++++ Excerpt ++++

Street Signs CNBC-TV, August 1, 2005, 2:30 PM: Union Split

author by author - Firebrand/NAFpublication date Sat Aug 20, 2005 08:41author address author phone Report this post to the editors

So, to clear a couple of things up. I was involved with an organizing drive with SEIU (worked over 60 hours a week to build an organizing committee) and my OC found ourselves being pushed way too hard and in the wrong direction by our SEIU appointed organizers. Granted, we were in a work situation where there were 10 isolated shops within the bargaining unit, so i can see why SEIU organizers were pushing us so hard, but still, they ran our OC, not us.

Secondly,
I am friends with both SEIU members and organizers. I have walked the picket line with both (although i've walked the picket line with a hell of alot more rank and file SEIU members than organizers). I know SEIU members who are pissed off at the union, i know SEIU members who are really down with the union...do you see a pattern here? The union has crafted a plan on how to organize workers, not workers. So, organizers are the implementors of strategies concocted by some really sketch people in terms of experince in on the job organizing.

Does Firebrand support the organizing done by SEIU, well hell yeah. We know alot of those people who are organizing, people who are in shops, and know that their lives have been improved by it. Are we completly uncritical, hell no. I criticized the hell out of my union, which is why i used a psudoname, cause i could get in some serious shit for what i said.

++++ Records provided ++++

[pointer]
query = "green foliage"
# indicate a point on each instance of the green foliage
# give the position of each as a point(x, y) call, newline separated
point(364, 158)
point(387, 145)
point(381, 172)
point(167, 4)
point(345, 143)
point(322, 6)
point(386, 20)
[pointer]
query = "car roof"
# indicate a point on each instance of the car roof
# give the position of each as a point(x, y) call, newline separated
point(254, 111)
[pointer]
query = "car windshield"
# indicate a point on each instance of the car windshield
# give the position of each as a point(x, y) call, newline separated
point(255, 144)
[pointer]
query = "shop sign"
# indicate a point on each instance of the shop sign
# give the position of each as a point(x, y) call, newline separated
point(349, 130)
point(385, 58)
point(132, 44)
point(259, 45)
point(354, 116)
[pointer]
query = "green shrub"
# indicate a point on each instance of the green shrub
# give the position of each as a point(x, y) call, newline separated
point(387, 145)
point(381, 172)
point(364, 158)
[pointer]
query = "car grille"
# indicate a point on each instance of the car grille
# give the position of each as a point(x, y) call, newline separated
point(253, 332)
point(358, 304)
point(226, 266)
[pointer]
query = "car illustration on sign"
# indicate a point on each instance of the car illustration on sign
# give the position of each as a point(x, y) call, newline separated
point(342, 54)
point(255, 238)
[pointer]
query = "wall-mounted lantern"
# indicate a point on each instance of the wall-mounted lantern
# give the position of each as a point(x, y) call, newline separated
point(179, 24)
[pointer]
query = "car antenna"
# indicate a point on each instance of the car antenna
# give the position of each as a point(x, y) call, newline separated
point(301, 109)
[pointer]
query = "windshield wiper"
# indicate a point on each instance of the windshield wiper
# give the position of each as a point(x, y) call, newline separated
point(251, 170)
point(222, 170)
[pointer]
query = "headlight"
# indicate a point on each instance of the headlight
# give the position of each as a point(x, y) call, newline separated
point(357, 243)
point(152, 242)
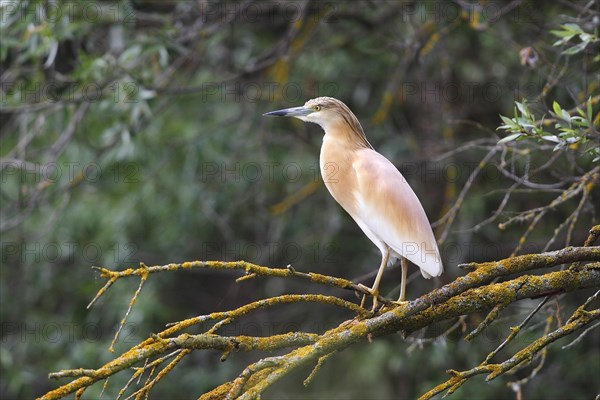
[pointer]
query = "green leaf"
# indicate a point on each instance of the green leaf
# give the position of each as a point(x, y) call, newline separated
point(556, 108)
point(575, 49)
point(510, 138)
point(573, 28)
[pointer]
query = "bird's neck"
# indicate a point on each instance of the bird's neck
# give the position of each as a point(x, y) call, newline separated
point(351, 137)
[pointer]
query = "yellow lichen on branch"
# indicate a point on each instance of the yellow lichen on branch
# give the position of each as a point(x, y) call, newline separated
point(471, 293)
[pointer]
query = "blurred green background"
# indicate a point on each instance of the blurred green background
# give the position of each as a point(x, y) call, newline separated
point(131, 132)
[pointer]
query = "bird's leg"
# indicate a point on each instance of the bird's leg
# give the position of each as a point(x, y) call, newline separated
point(404, 264)
point(385, 256)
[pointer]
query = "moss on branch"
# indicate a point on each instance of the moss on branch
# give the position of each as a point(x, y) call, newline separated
point(468, 294)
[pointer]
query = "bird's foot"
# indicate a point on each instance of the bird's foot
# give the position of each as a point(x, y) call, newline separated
point(374, 293)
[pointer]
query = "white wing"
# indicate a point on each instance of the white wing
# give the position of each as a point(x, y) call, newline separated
point(389, 212)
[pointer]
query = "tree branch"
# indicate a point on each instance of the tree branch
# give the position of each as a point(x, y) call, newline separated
point(468, 294)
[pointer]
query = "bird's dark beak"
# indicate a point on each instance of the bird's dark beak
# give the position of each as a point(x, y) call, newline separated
point(290, 112)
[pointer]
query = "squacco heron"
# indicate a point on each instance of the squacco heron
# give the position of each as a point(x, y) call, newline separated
point(370, 188)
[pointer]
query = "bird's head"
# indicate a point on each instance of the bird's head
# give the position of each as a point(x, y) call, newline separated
point(331, 114)
point(322, 111)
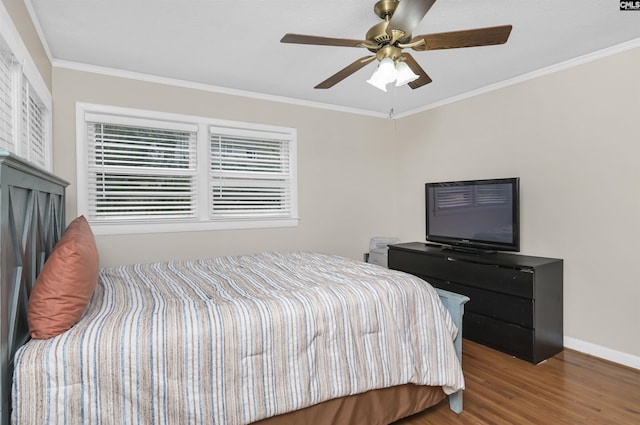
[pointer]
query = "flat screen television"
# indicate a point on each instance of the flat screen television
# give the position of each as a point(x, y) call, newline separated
point(478, 215)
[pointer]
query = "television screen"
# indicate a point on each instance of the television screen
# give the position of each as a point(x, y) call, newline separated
point(477, 214)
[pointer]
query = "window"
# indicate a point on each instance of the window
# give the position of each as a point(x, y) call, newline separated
point(250, 175)
point(25, 101)
point(143, 171)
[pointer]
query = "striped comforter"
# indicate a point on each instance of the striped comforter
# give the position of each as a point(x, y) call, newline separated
point(233, 340)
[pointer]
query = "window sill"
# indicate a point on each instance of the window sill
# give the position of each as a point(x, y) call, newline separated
point(100, 228)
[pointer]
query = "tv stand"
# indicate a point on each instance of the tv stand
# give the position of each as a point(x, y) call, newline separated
point(475, 251)
point(515, 300)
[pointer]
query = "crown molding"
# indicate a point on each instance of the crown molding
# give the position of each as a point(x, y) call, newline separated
point(149, 78)
point(530, 76)
point(281, 99)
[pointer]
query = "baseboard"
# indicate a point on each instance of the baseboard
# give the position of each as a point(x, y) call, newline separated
point(603, 352)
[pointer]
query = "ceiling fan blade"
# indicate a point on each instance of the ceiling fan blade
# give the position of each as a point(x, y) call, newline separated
point(466, 38)
point(345, 72)
point(408, 15)
point(417, 69)
point(320, 41)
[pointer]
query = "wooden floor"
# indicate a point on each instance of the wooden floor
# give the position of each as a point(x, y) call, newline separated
point(570, 388)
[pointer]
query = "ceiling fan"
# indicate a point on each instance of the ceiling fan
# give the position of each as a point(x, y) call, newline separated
point(387, 40)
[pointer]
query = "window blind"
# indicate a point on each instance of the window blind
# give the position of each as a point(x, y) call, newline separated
point(6, 100)
point(249, 177)
point(141, 173)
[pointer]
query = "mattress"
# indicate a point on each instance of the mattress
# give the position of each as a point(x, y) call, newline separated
point(233, 340)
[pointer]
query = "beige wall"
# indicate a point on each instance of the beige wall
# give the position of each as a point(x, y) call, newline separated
point(574, 140)
point(344, 160)
point(21, 19)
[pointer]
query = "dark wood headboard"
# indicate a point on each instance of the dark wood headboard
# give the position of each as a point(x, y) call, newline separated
point(32, 218)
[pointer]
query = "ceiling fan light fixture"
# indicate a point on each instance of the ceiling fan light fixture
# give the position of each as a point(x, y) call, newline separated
point(386, 71)
point(376, 82)
point(405, 74)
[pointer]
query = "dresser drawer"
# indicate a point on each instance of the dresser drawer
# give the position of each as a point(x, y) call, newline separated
point(504, 307)
point(506, 280)
point(507, 337)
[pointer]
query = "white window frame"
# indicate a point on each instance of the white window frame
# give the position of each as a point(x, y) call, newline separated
point(26, 81)
point(87, 112)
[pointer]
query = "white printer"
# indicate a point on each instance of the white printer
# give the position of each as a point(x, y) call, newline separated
point(378, 250)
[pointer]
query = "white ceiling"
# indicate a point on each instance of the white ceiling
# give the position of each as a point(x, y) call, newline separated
point(236, 45)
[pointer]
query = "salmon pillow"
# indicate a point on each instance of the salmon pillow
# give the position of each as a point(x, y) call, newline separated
point(66, 283)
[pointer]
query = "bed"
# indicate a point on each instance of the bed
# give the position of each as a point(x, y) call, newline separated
point(268, 338)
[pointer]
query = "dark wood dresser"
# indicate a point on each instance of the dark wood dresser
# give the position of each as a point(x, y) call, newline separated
point(515, 300)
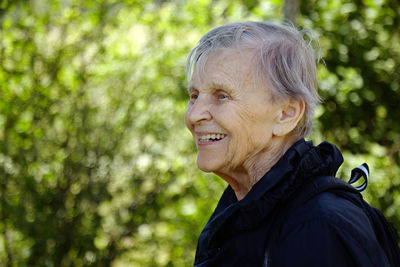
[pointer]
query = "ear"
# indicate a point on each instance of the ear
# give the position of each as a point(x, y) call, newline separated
point(289, 115)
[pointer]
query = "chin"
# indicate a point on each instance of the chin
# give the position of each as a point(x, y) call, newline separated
point(206, 165)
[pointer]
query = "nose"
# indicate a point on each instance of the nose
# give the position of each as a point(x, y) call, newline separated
point(198, 111)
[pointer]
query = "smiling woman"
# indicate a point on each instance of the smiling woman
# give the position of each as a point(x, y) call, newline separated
point(252, 96)
point(253, 127)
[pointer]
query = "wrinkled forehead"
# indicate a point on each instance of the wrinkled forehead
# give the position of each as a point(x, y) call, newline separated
point(228, 64)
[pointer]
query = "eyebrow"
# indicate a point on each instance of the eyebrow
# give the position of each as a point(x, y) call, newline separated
point(213, 85)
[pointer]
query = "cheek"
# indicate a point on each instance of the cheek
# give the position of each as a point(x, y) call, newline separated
point(187, 121)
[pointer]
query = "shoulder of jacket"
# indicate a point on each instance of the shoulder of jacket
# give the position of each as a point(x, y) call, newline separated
point(327, 208)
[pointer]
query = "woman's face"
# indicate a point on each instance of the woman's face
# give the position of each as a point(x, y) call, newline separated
point(230, 116)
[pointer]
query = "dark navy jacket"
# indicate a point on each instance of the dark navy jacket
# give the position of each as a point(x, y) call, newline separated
point(327, 230)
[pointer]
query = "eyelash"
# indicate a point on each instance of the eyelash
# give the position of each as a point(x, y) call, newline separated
point(219, 96)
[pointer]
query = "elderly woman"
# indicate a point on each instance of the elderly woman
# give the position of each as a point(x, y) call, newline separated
point(252, 97)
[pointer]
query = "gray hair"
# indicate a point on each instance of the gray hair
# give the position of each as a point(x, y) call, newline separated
point(283, 59)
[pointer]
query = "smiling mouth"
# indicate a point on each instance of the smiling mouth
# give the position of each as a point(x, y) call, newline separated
point(207, 138)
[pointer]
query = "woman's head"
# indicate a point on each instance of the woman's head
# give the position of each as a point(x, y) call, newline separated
point(282, 60)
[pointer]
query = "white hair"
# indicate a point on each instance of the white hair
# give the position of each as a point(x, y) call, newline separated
point(283, 59)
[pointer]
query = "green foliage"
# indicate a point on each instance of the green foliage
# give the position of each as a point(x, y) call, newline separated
point(96, 166)
point(360, 85)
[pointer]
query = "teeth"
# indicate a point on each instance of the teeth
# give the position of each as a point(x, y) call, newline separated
point(207, 137)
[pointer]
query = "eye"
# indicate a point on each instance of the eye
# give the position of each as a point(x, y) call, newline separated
point(194, 96)
point(222, 96)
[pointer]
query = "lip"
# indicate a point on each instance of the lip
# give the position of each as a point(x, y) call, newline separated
point(208, 143)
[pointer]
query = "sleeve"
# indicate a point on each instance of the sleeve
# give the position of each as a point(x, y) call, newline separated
point(322, 242)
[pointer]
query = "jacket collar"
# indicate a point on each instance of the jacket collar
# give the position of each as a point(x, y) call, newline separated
point(300, 162)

++++

▶ Tasks and exercises
1) In the union post, how many isolated shops were within the writer's bargaining unit?
2) Write out the union post word for word, starting at "author by author" and ending at "OC, not us.".

▶ Per-task answers
1) There were 10 isolated shops within the bargaining unit.

2)
author by author - Firebrand/NAFpublication date Sat Aug 20, 2005 08:41author address author phone Report this post to the editors

So, to clear a couple of things up. I was involved with an organizing drive with SEIU (worked over 60 hours a week to build an organizing committee) and my OC found ourselves being pushed way too hard and in the wrong direction by our SEIU appointed organizers. Granted, we were in a work situation where there were 10 isolated shops within the bargaining unit, so i can see why SEIU organizers were pushing us so hard, but still, they ran our OC, not us.